■ **What you should do**:
Locate the line that contains "shrub in the photo above." in the entries below. Retype it and all following lines through the final one, character for character.

■ **Stored rows**:
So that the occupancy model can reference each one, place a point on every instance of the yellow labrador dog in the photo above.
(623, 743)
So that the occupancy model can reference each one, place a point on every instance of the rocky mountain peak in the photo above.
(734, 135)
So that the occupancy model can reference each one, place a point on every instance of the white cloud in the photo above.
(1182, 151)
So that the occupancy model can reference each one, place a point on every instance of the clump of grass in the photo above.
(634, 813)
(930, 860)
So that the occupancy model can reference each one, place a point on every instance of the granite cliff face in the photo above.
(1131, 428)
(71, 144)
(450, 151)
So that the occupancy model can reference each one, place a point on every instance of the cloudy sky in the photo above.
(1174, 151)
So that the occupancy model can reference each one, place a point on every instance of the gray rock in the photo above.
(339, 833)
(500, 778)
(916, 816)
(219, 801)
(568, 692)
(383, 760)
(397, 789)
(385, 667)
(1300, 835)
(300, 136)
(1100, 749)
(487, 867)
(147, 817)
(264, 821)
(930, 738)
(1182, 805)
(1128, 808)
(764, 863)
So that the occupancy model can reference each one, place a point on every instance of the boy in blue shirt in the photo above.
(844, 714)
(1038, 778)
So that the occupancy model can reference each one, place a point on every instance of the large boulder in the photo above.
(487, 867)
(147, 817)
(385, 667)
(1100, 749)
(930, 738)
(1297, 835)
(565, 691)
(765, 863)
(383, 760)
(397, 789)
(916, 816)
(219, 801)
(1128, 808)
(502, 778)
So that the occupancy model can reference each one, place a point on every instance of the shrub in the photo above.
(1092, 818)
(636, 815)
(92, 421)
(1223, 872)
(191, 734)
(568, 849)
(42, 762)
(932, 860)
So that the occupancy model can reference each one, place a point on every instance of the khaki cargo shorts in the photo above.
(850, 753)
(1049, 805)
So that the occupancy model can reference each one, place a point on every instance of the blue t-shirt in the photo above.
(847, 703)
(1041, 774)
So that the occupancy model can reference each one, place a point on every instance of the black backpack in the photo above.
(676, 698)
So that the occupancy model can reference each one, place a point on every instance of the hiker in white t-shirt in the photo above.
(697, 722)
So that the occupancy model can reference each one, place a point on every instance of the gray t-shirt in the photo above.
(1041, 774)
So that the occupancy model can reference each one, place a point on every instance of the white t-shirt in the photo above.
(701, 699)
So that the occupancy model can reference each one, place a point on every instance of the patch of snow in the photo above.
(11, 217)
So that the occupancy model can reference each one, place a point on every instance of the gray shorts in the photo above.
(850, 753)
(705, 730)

■ **Answer for this exercise**:
So that the occupancy model can reference each one, place a point on every instance of the shrub in the photo above.
(1092, 818)
(636, 815)
(92, 421)
(1223, 872)
(191, 734)
(568, 849)
(42, 762)
(932, 860)
So that the occupancy model can reference each one, place a point on every instance of the khaki cargo shorts in the photo above.
(850, 753)
(1049, 805)
So that the occupancy model can reference each one, place a point on every instance of the blue t-shirt in the photo above.
(847, 703)
(1041, 774)
So that the occupancy model can reference each one, place a point on every instance of the black backpack in the photo above.
(676, 698)
So that the occupancy model can reference each one, place a point on every instance of the hiker in white t-shirt in the photo above.
(697, 722)
So that the occupancy model can reference each one, place a point on every instance of the gray t-shirt in the photo above.
(1041, 774)
So that the occupancy model can reference each one, place a point on every instance of the white t-shirt in the photo above.
(701, 699)
So that the occupancy model can reference each one, place a point on every instance of the patch of snow in the photo above.
(11, 217)
So that the occupancy model can reference each one, place a point on every instance of the gray shorts in the photo above.
(850, 753)
(705, 730)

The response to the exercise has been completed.